Document segment –
BEGIN

Friday, June 29, 2018

Navy Portsmouth Part IV


The time spent at Portsmouth Naval Hospital wasn't only hot wax and red rubber balls. I only had duty one weekend out of four, so other weekends were mine. The Navy provided a transportation service from the Norfolk/Portsmouth area to cities close by and one of those cities was Washington DC.

I had never been to Washington. Living all the way down at the end of Florida sort of restricted your travel options when there was no money. Thanks to the Navy, I could get to DC on a bus for a couple of dollars and stay at the YMCA at a reduced rate for a couple more dollars leaving the only expense as food. This was a pretty sweet deal.

The bus would leave Friday afternoon and bring me back Sunday afternoon so I took advantage of that for weeks on end. I got to go everywhere, sometimes with friends, sometimes alone. To exemplify the exuberance of youth, those friends and I decided not to wait for the elevator in the Washington Monument but to walk up the stairs instead. We definitely took the elevator down, up was bad enough.

The YMCA was located at 17th and K Streets quite close to the White House. I didn't know it at the time, but it was only a few blocks north of the Daughters of the American Revolution (DAR) Building where I would be spending some time later in life.

I have one clear memory of DC on a Sunday morning when it had snowed. The snowfall had frightened everyone else in Washington to stay indoors. But this was only maybe the third time I'd seen snow and everything was deathly quiet and empty so I walked all the way down the mall and up the steps of the Capitol. You could still do that in those days. It was quite a scene looking at the snow on the mall and Pennsylvania Avenue from up there, it stays with me till this day.


I really enjoyed those trips to Washington, actually I still like going there. But there were other trips around the surrounding area with one of my friends. 

For the purposes of this blog-ette, we shall call this friend 'Tim'. Not just because I probably never knew his first name, but for the sake of confidentiality.

Tim was insane.

END

Supplied information –
BEGIN

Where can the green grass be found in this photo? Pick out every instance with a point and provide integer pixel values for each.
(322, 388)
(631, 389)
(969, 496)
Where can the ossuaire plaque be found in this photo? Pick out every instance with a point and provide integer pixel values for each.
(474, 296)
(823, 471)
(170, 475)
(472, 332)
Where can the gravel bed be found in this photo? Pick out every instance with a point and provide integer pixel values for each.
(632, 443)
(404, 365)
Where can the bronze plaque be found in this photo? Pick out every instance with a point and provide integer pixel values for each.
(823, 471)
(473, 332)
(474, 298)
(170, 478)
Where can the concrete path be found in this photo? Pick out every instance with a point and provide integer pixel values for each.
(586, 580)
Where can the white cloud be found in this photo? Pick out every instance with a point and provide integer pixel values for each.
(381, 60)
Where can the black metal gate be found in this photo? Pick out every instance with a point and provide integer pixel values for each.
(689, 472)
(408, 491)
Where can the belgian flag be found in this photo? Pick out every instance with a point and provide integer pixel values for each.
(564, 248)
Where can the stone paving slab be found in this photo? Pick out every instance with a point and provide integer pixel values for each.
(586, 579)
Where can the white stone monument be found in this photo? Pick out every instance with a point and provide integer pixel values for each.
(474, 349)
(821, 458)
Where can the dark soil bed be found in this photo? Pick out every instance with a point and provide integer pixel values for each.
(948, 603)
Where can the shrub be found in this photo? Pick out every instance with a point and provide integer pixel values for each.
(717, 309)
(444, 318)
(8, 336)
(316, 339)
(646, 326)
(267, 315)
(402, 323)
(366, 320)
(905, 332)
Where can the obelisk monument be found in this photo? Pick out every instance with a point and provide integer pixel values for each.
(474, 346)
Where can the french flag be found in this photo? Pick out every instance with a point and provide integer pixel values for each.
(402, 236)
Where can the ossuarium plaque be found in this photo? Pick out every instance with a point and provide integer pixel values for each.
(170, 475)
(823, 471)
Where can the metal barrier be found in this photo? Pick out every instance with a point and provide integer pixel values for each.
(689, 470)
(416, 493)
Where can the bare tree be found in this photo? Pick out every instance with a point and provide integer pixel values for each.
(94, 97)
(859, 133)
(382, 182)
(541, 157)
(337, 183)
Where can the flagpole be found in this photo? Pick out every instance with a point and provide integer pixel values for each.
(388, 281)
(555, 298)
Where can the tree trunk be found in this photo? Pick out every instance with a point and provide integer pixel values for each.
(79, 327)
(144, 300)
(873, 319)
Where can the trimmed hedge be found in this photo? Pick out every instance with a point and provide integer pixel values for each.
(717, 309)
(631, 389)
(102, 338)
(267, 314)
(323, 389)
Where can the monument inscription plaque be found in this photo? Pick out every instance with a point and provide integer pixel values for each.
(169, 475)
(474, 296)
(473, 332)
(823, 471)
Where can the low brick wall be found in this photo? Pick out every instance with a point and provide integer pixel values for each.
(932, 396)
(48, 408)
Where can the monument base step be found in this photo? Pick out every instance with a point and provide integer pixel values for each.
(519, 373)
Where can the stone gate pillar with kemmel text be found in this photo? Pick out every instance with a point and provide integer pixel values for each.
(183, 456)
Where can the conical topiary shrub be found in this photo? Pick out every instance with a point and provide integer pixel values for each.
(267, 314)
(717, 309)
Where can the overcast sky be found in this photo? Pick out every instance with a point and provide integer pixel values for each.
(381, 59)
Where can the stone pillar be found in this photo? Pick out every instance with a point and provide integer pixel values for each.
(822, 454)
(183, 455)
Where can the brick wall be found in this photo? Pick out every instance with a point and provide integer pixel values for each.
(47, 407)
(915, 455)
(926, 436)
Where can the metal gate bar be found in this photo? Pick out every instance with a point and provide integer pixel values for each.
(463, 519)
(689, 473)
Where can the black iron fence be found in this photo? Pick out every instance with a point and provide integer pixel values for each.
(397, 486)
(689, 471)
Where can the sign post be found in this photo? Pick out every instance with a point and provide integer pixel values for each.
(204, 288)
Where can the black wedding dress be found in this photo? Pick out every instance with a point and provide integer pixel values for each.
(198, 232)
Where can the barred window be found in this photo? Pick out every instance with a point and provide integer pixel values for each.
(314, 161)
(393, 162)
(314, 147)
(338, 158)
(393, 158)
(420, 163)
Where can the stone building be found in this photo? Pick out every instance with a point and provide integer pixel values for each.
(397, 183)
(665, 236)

END

Required action –
Condense the paragraph in the Navy Portsmouth post that opens with "I had never been to Washington" into a shorter version that keeps its main facts. The records can be set aside; they aren't required for what comes next.

Solution to this problem –
The writer had never visited Washington, since living at the far end of Florida with no money limited travel. Through the Navy, a bus to DC cost a couple of dollars and a reduced-rate YMCA stay a couple more, leaving food as the only expense.